Provided text:
⟨
Purrs to you and your family!
Heidi =^..^=


----------



## Mitts & Tess (Sep 4, 2004)

Welcome Marcia! We look forward to hearing all about your 7 special kitties. 
My admiration goes out to you for taking on the little kitty whose feet wont listen!
What a special person you are in the cat lover world to take on special needs. I know youll love it here with all the cat lovers!


----------



## Jeanie (Jun 18, 2003)

Hi, Marcia! Welcome. I'd love to see pictures of your 7 "little" kids!


----------



## Fluffee (Mar 14, 2009)

Dakota is our special one. I was told that the damage is birth damage in the cerebel area(i think that is the spelling). here is more recent picture of him. I need to do new one of all our chldren. The scarey thing about him, was he would bring me home things......dead birds, snakes......<sigh>


----------



## Fluffee (Mar 14, 2009)

psst, Jeanne, did the photo upload properly?

thanks


----------



## Jeanie (Jun 18, 2003)

I'm sorry, Marcia, but there's no picture.


----------



## OctoberinMaine (Sep 12, 2006)

Welcome to the Forum, and I add my respect for doing so much to help these kitties with special needs. We'd love to see pictures! (Putting them on Photobucket and then copying the link is the easiest way.)


----------



## Amer (Jun 8, 2009)

Yeah!! Welcome, and what an amazing family u r!!
well ... i'm got only one but that much more for me ^ ^


----------
⟩
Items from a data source
⟨
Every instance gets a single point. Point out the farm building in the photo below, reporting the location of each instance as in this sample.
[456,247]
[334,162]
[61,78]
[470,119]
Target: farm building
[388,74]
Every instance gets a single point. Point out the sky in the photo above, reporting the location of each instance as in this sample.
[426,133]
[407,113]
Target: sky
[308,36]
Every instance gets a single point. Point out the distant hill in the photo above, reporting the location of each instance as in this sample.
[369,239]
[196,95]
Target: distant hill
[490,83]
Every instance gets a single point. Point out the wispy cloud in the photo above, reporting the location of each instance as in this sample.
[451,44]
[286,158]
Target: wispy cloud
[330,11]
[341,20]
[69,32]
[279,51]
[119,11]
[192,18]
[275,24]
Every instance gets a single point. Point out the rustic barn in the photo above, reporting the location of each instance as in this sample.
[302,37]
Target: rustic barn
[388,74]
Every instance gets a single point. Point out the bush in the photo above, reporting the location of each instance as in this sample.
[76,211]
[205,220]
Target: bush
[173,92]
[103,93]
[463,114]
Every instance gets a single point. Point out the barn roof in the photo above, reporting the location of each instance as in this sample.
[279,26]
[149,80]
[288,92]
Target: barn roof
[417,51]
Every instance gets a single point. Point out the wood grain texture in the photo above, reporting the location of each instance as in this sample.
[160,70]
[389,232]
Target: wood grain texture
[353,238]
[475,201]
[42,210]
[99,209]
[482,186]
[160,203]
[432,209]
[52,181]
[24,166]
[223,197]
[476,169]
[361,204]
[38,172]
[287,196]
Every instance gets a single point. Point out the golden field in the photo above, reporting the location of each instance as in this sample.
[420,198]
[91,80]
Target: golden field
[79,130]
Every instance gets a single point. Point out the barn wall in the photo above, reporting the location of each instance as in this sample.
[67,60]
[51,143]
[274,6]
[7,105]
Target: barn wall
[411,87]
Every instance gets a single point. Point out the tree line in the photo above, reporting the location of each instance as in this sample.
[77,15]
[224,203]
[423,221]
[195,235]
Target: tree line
⟩
What you are asked to do: Rewrite the forum thread, beginning at the words "## Mitts & Tess" and stopping after "feet wont listen!", changing "admiration" to "respect". The records are separate material and are unrelated to the forum thread.

Task response:
## Mitts & Tess (Sep 4, 2004)

Welcome Marcia! We look forward to hearing all about your 7 special kitties. 
My respect goes out to you for taking on the little kitty whose feet wont listen!